§ Job
Can you copy each line of this data exactly as it appears, from the first line to the last?

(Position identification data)
☆ ☆ ☆ ☆

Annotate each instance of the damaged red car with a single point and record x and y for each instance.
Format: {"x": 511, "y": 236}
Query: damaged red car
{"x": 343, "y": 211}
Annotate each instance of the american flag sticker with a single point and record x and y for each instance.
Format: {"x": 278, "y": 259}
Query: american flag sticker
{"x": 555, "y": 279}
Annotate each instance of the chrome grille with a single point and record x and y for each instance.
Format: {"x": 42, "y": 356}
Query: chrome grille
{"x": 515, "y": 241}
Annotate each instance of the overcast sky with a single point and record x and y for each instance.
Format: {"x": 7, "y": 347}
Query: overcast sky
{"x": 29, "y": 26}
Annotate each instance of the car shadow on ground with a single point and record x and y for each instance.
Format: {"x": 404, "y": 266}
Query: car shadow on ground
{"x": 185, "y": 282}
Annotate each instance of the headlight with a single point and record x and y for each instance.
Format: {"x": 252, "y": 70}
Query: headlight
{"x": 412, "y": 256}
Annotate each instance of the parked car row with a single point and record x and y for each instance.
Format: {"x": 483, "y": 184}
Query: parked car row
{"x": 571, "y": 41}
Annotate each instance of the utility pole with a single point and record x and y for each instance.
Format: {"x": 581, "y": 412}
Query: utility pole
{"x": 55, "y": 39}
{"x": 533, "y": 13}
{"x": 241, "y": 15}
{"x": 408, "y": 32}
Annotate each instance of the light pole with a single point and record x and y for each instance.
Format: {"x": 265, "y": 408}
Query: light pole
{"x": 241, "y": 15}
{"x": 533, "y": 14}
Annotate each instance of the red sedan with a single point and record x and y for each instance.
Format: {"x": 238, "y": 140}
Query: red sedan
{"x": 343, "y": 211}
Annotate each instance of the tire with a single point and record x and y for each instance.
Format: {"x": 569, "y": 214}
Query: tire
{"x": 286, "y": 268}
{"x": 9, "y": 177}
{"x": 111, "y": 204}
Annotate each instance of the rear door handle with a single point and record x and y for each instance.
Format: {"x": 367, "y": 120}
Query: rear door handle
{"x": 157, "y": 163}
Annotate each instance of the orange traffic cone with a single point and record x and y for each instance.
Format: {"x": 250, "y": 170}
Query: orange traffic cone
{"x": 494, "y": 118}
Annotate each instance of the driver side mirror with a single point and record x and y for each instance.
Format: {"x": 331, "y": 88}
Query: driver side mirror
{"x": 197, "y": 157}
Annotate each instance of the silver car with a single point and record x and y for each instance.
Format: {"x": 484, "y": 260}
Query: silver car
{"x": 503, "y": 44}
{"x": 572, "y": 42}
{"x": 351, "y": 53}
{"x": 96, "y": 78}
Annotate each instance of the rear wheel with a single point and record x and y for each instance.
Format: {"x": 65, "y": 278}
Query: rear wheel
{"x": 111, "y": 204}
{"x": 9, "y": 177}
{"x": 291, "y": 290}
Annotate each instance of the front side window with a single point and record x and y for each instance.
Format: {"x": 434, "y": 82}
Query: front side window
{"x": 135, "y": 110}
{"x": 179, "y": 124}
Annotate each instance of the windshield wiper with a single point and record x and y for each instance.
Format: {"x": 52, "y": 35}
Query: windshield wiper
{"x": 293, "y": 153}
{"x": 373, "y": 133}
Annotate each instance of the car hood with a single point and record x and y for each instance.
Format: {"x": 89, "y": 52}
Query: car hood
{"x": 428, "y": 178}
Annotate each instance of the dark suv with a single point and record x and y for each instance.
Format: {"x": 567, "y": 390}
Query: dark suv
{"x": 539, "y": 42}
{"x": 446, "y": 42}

☆ ☆ ☆ ☆

§ Correct answer
Annotate each instance of the damaged red car with a single point and record x and y for each instance.
Format: {"x": 511, "y": 236}
Query: damaged red car
{"x": 343, "y": 211}
Annotate each instance of the american flag sticker with a single point and record x and y for each instance.
Format: {"x": 278, "y": 259}
Query: american flag sticker
{"x": 555, "y": 279}
Annotate each instance of the chrome grille with a single point and record x and y for each instance.
Format: {"x": 42, "y": 356}
Query: chrome grille
{"x": 515, "y": 241}
Annotate each instance of the overcast sky with a single point and record x and y for each instance.
Format: {"x": 7, "y": 347}
Query: overcast sky
{"x": 29, "y": 26}
Annotate each instance of the car shadow on ground with a single point and record x and y for each instance.
Format: {"x": 404, "y": 266}
Query: car shadow on ground
{"x": 185, "y": 282}
Annotate each instance of the headlight with a single point and record x and y for each instance.
Format: {"x": 252, "y": 70}
Query: headlight
{"x": 412, "y": 256}
Annotate each instance of the parked car row with a single point and record x and y for each instance.
Format: {"x": 483, "y": 184}
Query: parked car row
{"x": 571, "y": 41}
Annotate each instance of the utility pole with a single point and record x and y for each instance.
Format: {"x": 581, "y": 412}
Query: utility pole
{"x": 55, "y": 39}
{"x": 533, "y": 13}
{"x": 241, "y": 15}
{"x": 408, "y": 32}
Annotate each instance of the light pole with a single point and record x and y for each instance.
Format: {"x": 265, "y": 408}
Query: light pole
{"x": 241, "y": 15}
{"x": 533, "y": 14}
Annotate each instance of the red sedan with a single point and record x and y for each instance.
Format: {"x": 238, "y": 140}
Query: red sedan
{"x": 343, "y": 211}
Annotate each instance of the tire with a single point and record x and y for each instance.
Format: {"x": 569, "y": 214}
Query: tire
{"x": 286, "y": 268}
{"x": 9, "y": 177}
{"x": 111, "y": 204}
Annotate each instance of the rear door handle with a single point and record x and y for each instance.
Format: {"x": 367, "y": 120}
Query: rear door handle
{"x": 157, "y": 163}
Annotate each instance of the orange traffic cone with a single point and record x and y for each instance.
Format: {"x": 250, "y": 170}
Query: orange traffic cone
{"x": 494, "y": 118}
Annotate each instance of the driver side mirror with a single point and record x and y for each instance.
Format: {"x": 331, "y": 88}
Query: driver side mirror
{"x": 197, "y": 157}
Annotate each instance of the silver car with a single point and record x and y for each instance.
Format: {"x": 484, "y": 260}
Query: silver car
{"x": 503, "y": 44}
{"x": 572, "y": 42}
{"x": 351, "y": 53}
{"x": 96, "y": 78}
Annotate each instance of the rear wheel with a single point and record x and y for each instance.
Format: {"x": 65, "y": 278}
Query: rear wheel
{"x": 111, "y": 204}
{"x": 9, "y": 177}
{"x": 291, "y": 290}
Annotate each instance of the front side window with a single point and record x and y for each instance.
Format: {"x": 434, "y": 82}
Query: front side window
{"x": 135, "y": 110}
{"x": 179, "y": 124}
Annotate each instance of the windshield wiper with a single point and record x and y for each instance.
Format: {"x": 52, "y": 35}
Query: windshield wiper
{"x": 293, "y": 153}
{"x": 373, "y": 133}
Annotate each instance of the car hood with a single point and record x and y for each instance.
Format: {"x": 89, "y": 52}
Query: car hood
{"x": 428, "y": 178}
Annotate each instance of the dark suv with a single point and record x and y for each instance.
Format: {"x": 567, "y": 390}
Query: dark suv
{"x": 539, "y": 42}
{"x": 446, "y": 42}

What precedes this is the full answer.